• **EXERCISE TASK A**:
According to the forum post about a strained marriage, how long has its author been married?

# SELECTED TEXT start

# I can't take much more



## FrancisM (Jun 15, 2013)

I've been married 2 years and 2 months and I just don't think it's for me. Arguments have descended to a whole new level where I scream until I lose my voice and say things that I am very ashamed of. It's like a switch has been flicked and anger is my only way out. I have never before experiences this level of anger in my life toward anyone.

We tried counseling in the first year but after a while my wife refused to attend, her attitude being "others don't need it". I have no parents or siblings to talk to and her parents are not at all interested.


Some of the issues are:
1. Out of the blue she will be hostile, for example she had a fight with her father whilst visiting him on Monday and rang me on the way home and complained and attacked me over several issues.

2. She works now and then and so has little income and lets me pay all of the bills. It's my house, however she does not feel she needs to contribute. If I push the issue she becomes argumentative.

3. She will happily go for a jog at 6pm despite the fact that she knows that I like to eat dinner by 6:30 or 7. She will often arrive back late when it's all overcooked without even an apology.

4. If an issue is on her mind she will sometimes want to argue until 2 or 3 in the morning.

5. Apart from paying all bills, she expects me to pay for all overseas holidays with no contribution to airfares or hotels.

6. We cannot go more than a couple of weeks without a major argument, subsequently I am now very hesitant about bringing children into a home with a high level of conflict. She is 40 and demanding to have children now. I am no longer interested in sexual relations due to the fear of children being exposed to conflict (I grew up in a home where I basically never saw my parents argue).

# SELECTED TEXT end
# MATERIAL TO PROCESS start

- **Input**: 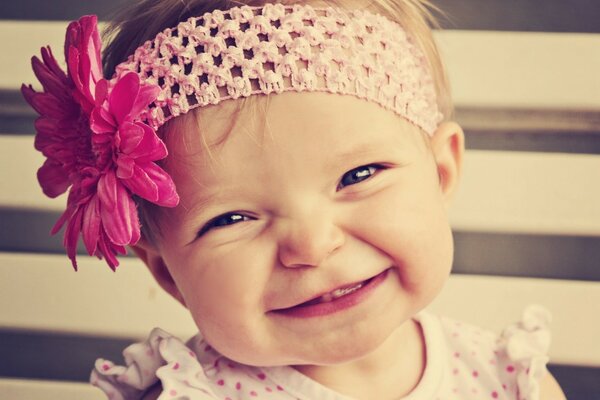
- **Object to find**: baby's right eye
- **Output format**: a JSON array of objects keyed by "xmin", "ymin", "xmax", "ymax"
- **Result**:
[{"xmin": 198, "ymin": 212, "xmax": 252, "ymax": 236}]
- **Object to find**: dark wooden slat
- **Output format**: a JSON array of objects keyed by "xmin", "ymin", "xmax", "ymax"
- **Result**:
[
  {"xmin": 434, "ymin": 0, "xmax": 600, "ymax": 33},
  {"xmin": 0, "ymin": 208, "xmax": 600, "ymax": 281},
  {"xmin": 0, "ymin": 0, "xmax": 600, "ymax": 32}
]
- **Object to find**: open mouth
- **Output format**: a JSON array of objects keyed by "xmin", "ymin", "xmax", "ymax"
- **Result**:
[{"xmin": 274, "ymin": 269, "xmax": 389, "ymax": 318}]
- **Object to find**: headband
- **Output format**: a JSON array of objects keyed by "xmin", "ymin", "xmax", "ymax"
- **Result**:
[{"xmin": 21, "ymin": 4, "xmax": 442, "ymax": 270}]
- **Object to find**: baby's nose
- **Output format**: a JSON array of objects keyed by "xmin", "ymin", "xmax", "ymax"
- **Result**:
[{"xmin": 278, "ymin": 213, "xmax": 345, "ymax": 268}]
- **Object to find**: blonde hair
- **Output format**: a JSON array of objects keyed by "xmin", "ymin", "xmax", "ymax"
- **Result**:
[{"xmin": 102, "ymin": 0, "xmax": 453, "ymax": 241}]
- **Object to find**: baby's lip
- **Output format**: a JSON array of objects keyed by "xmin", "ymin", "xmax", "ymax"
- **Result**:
[{"xmin": 271, "ymin": 272, "xmax": 381, "ymax": 312}]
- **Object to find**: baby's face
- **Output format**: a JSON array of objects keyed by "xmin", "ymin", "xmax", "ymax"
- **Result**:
[{"xmin": 149, "ymin": 93, "xmax": 452, "ymax": 365}]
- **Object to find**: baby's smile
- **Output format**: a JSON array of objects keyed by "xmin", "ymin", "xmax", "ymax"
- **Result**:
[{"xmin": 273, "ymin": 269, "xmax": 389, "ymax": 318}]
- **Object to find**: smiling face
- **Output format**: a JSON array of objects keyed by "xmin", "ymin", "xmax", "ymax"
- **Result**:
[{"xmin": 137, "ymin": 93, "xmax": 462, "ymax": 365}]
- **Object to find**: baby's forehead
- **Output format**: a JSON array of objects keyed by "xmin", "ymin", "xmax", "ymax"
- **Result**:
[{"xmin": 166, "ymin": 92, "xmax": 427, "ymax": 171}]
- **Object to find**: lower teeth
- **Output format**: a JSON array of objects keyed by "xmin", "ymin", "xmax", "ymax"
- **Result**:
[{"xmin": 321, "ymin": 283, "xmax": 363, "ymax": 303}]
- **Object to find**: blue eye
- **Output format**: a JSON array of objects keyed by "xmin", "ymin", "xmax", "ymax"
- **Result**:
[
  {"xmin": 198, "ymin": 213, "xmax": 252, "ymax": 236},
  {"xmin": 337, "ymin": 164, "xmax": 383, "ymax": 190}
]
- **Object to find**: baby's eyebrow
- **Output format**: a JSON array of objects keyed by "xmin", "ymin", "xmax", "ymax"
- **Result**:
[{"xmin": 326, "ymin": 142, "xmax": 383, "ymax": 169}]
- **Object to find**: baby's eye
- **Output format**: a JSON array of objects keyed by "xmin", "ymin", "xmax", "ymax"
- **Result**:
[
  {"xmin": 337, "ymin": 164, "xmax": 383, "ymax": 190},
  {"xmin": 198, "ymin": 212, "xmax": 252, "ymax": 236}
]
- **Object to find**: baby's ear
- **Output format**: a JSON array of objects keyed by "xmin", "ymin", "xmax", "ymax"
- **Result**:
[
  {"xmin": 131, "ymin": 235, "xmax": 186, "ymax": 307},
  {"xmin": 431, "ymin": 121, "xmax": 465, "ymax": 206}
]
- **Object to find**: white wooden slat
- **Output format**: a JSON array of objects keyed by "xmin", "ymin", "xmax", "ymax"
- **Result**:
[
  {"xmin": 0, "ymin": 253, "xmax": 600, "ymax": 366},
  {"xmin": 450, "ymin": 150, "xmax": 600, "ymax": 236},
  {"xmin": 0, "ymin": 253, "xmax": 195, "ymax": 338},
  {"xmin": 0, "ymin": 135, "xmax": 600, "ymax": 236},
  {"xmin": 436, "ymin": 30, "xmax": 600, "ymax": 110},
  {"xmin": 0, "ymin": 379, "xmax": 106, "ymax": 400},
  {"xmin": 0, "ymin": 21, "xmax": 600, "ymax": 109}
]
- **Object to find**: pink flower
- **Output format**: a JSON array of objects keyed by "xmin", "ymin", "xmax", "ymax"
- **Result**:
[{"xmin": 21, "ymin": 16, "xmax": 179, "ymax": 270}]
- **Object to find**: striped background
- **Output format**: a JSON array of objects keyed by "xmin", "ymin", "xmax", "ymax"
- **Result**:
[{"xmin": 0, "ymin": 0, "xmax": 600, "ymax": 400}]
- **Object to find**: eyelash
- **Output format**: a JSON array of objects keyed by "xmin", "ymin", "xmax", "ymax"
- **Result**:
[
  {"xmin": 336, "ymin": 164, "xmax": 385, "ymax": 191},
  {"xmin": 198, "ymin": 212, "xmax": 252, "ymax": 236},
  {"xmin": 198, "ymin": 164, "xmax": 385, "ymax": 237}
]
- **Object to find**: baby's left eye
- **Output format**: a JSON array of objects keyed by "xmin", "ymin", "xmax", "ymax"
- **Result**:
[{"xmin": 337, "ymin": 164, "xmax": 383, "ymax": 190}]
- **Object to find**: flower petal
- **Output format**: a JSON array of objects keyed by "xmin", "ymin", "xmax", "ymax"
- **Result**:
[
  {"xmin": 121, "ymin": 122, "xmax": 169, "ymax": 163},
  {"xmin": 63, "ymin": 207, "xmax": 83, "ymax": 271},
  {"xmin": 37, "ymin": 159, "xmax": 71, "ymax": 198},
  {"xmin": 108, "ymin": 72, "xmax": 140, "ymax": 125},
  {"xmin": 90, "ymin": 107, "xmax": 115, "ymax": 133},
  {"xmin": 82, "ymin": 196, "xmax": 102, "ymax": 256},
  {"xmin": 98, "ymin": 171, "xmax": 140, "ymax": 246},
  {"xmin": 123, "ymin": 163, "xmax": 179, "ymax": 207},
  {"xmin": 119, "ymin": 122, "xmax": 145, "ymax": 155}
]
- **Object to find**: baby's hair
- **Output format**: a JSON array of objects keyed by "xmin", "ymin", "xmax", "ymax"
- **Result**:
[{"xmin": 102, "ymin": 0, "xmax": 453, "ymax": 242}]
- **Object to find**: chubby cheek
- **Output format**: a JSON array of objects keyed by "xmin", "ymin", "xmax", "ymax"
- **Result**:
[
  {"xmin": 165, "ymin": 245, "xmax": 270, "ymax": 361},
  {"xmin": 350, "ymin": 178, "xmax": 453, "ymax": 307}
]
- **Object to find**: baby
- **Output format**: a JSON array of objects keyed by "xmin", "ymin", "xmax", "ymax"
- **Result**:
[{"xmin": 23, "ymin": 0, "xmax": 564, "ymax": 400}]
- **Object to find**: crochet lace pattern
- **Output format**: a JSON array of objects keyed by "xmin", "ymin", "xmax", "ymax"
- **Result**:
[{"xmin": 114, "ymin": 4, "xmax": 442, "ymax": 134}]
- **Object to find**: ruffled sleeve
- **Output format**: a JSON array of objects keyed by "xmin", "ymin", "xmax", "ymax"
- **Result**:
[
  {"xmin": 90, "ymin": 328, "xmax": 217, "ymax": 400},
  {"xmin": 500, "ymin": 306, "xmax": 552, "ymax": 400}
]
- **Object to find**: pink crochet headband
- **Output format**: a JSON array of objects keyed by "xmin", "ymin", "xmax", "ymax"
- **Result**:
[
  {"xmin": 22, "ymin": 4, "xmax": 442, "ymax": 270},
  {"xmin": 116, "ymin": 4, "xmax": 441, "ymax": 134}
]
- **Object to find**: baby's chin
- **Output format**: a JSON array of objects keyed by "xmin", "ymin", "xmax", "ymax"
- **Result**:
[{"xmin": 223, "ymin": 312, "xmax": 414, "ymax": 372}]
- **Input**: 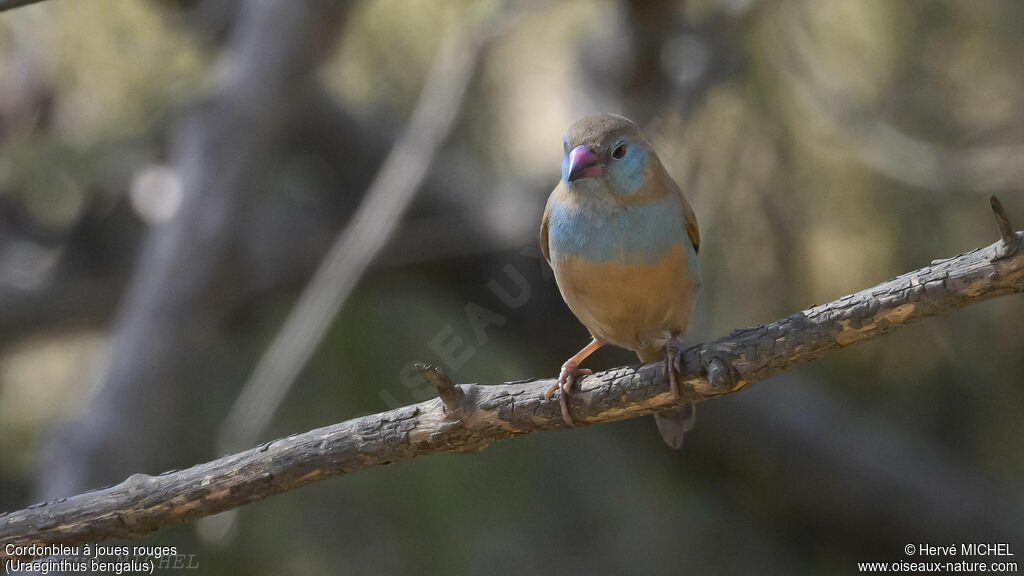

# MATERIAL TO PROCESS end

• **EXERCISE TASK B**:
Display every line of the entries that contains the word "slat".

• **FULL OUTPUT A**:
Two years and two months.

• **FULL OUTPUT B**:
- **Object to find**: dark wooden slat
- **Object to find**: white wooden slat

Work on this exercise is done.